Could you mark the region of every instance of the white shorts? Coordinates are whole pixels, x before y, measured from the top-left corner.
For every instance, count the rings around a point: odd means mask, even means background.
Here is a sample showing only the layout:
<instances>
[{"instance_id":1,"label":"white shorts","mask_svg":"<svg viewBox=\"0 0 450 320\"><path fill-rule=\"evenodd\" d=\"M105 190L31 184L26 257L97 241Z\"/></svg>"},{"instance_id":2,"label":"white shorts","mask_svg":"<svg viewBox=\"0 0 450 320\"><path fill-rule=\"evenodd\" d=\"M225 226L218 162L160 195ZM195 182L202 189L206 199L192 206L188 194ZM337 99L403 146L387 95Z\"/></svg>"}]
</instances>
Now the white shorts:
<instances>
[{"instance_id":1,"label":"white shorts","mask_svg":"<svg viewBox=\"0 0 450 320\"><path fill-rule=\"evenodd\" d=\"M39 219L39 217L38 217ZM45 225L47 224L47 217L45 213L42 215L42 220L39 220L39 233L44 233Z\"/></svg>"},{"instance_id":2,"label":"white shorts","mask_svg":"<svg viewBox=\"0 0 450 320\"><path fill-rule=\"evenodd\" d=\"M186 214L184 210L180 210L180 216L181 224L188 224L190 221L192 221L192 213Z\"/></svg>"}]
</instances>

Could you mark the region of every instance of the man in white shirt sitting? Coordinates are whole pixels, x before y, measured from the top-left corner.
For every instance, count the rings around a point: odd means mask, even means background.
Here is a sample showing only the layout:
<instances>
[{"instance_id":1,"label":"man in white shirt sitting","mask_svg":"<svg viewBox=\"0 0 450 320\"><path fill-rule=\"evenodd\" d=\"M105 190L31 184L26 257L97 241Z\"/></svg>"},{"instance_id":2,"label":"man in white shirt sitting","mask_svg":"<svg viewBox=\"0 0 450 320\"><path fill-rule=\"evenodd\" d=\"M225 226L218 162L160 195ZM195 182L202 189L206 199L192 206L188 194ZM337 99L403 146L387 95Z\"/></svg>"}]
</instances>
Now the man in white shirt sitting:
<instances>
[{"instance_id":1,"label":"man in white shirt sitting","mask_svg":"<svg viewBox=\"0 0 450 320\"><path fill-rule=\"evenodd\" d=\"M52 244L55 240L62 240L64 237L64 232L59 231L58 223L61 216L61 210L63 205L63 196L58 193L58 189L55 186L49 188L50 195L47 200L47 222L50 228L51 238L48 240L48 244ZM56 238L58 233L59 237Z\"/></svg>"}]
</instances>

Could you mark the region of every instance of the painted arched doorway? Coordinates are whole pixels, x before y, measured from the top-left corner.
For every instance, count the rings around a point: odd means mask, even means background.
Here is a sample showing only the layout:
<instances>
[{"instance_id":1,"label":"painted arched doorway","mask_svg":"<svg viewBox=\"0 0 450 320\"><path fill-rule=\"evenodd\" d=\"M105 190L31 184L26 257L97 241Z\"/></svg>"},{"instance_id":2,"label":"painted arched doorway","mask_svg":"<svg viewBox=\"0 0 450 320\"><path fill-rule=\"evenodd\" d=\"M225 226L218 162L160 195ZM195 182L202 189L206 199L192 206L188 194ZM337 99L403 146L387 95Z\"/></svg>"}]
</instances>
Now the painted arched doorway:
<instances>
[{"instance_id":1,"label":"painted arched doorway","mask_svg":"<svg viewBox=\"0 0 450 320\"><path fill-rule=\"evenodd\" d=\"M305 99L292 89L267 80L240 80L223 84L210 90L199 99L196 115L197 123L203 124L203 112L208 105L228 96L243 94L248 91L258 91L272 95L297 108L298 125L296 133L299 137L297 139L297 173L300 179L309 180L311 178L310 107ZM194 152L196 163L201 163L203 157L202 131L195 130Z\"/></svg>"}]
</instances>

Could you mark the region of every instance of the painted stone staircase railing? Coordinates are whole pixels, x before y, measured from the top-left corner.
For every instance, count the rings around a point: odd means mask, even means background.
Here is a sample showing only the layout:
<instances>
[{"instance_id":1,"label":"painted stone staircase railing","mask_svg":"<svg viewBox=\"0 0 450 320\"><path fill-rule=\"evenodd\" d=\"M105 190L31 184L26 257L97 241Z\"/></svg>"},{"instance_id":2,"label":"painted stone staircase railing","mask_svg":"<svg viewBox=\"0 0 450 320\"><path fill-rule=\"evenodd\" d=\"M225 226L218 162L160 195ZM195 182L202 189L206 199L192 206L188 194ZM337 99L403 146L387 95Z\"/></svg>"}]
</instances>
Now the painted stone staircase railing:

(Direction) Put the stretch of the records from the line containing "stone staircase railing?" through the end of the records into a JSON list of strings, one string per line, omitting any blank lines.

(Answer to this task)
[
  "Could you mark the region of every instance of the painted stone staircase railing? Coordinates are whole pixels, x before y, measured from the top-left corner.",
  "For every instance, count the rings around a point: odd means mask, even means background.",
  "Here is a sample showing only the layout:",
  "<instances>",
  "[{\"instance_id\":1,\"label\":\"painted stone staircase railing\",\"mask_svg\":\"<svg viewBox=\\\"0 0 450 320\\\"><path fill-rule=\\\"evenodd\\\" d=\\\"M105 190L31 184L26 257L97 241Z\\\"/></svg>\"},{\"instance_id\":2,\"label\":\"painted stone staircase railing\",\"mask_svg\":\"<svg viewBox=\\\"0 0 450 320\\\"><path fill-rule=\\\"evenodd\\\" d=\\\"M225 226L218 162L160 195ZM195 182L202 189L206 199L192 206L188 194ZM337 99L403 146L387 95Z\\\"/></svg>\"}]",
  "</instances>",
  "Now the painted stone staircase railing:"
]